▽

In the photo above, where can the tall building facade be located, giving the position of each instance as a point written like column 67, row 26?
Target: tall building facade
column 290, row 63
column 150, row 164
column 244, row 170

△

→ **Work instruction**:
Would you retype the full listing without altering a single word?

→ **Finished task**:
In the photo above, where can the tall building facade be located, giving the position of each instance as a point written like column 67, row 26?
Target: tall building facade
column 290, row 63
column 150, row 164
column 244, row 170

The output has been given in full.